**Task inputs:**
** start **
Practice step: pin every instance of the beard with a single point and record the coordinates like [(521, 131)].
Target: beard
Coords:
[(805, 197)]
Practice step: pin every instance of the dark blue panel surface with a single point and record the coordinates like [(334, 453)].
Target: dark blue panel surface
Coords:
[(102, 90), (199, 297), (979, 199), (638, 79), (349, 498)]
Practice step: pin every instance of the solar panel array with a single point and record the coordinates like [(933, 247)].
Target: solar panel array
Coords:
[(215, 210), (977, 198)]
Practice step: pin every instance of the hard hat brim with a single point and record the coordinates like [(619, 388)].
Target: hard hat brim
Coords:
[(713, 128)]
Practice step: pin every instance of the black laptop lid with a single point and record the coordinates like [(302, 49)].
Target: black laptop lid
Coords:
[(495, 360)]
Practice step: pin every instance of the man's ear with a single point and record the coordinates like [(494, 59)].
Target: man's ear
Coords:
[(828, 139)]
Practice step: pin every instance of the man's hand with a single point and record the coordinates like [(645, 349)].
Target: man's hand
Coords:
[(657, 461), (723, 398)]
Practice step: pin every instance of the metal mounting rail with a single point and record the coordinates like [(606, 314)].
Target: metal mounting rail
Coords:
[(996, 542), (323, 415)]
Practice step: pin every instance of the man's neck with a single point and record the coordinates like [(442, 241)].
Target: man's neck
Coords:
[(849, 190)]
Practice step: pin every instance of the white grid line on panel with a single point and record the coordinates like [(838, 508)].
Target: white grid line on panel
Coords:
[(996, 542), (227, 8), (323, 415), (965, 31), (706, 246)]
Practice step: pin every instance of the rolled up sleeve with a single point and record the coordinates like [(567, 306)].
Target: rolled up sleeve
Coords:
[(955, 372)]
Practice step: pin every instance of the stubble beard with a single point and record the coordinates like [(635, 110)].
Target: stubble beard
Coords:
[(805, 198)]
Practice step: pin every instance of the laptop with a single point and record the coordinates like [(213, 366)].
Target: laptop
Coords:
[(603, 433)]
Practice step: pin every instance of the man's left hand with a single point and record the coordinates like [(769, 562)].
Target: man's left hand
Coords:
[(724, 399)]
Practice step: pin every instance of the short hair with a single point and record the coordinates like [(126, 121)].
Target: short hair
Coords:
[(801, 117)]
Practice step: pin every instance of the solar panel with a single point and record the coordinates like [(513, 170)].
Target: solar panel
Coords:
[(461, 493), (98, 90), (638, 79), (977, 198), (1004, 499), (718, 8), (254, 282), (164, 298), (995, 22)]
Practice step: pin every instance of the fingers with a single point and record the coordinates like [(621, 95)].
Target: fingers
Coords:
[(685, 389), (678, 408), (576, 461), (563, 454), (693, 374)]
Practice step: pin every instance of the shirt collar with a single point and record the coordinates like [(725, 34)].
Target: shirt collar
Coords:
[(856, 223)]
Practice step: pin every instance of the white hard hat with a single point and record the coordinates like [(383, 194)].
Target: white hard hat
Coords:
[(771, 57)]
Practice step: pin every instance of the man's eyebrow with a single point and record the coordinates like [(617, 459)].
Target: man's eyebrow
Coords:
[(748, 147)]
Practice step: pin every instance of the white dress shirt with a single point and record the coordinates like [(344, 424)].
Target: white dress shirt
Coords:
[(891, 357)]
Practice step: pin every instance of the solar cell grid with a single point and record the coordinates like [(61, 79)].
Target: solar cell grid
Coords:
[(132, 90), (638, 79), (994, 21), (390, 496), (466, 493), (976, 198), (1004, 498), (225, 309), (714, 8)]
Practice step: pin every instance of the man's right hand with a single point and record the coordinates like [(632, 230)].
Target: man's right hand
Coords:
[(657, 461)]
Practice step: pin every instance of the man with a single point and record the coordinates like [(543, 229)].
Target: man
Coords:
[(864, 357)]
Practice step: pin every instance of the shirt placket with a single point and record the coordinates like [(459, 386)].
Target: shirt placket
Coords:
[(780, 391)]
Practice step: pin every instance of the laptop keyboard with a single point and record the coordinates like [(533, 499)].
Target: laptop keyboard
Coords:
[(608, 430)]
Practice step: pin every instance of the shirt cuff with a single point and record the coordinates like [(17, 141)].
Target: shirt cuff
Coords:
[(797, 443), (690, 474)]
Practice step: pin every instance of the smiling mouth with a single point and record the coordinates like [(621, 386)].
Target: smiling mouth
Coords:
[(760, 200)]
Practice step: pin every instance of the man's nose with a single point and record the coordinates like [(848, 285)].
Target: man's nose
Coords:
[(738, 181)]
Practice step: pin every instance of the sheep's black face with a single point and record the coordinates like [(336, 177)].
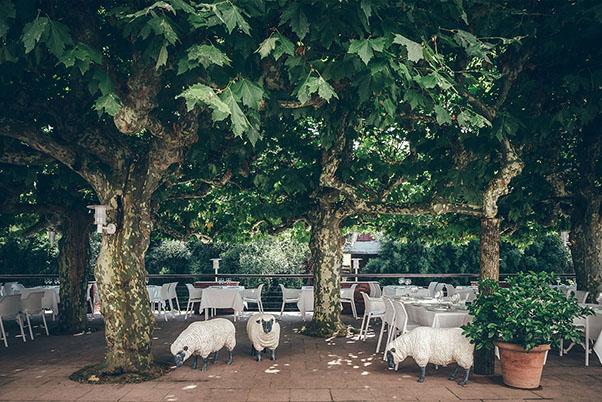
** end **
**Prompt:** Render the data above as a numbered list, from its first line down to the line containing "[(215, 210), (977, 198)]", both ends included. Leave out any blank lines.

**Written reply:**
1. Practice step: pin every instance of the beard with a single point and record the coordinates like [(521, 131)].
2. Target: beard
3. Coords:
4. [(805, 197)]
5. Practice step: pin every instance of the dark blue panel surface with a single point and record the coordinates like [(334, 453)].
6. Target: dark blue panel surface
7. Coords:
8. [(102, 90), (199, 297), (979, 199), (638, 79), (349, 498)]
9. Practice step: pin every instance of the solar panel array with a single point and record the coordinates like [(933, 247)].
10. Target: solar panel array
11. Coords:
12. [(215, 210), (977, 198)]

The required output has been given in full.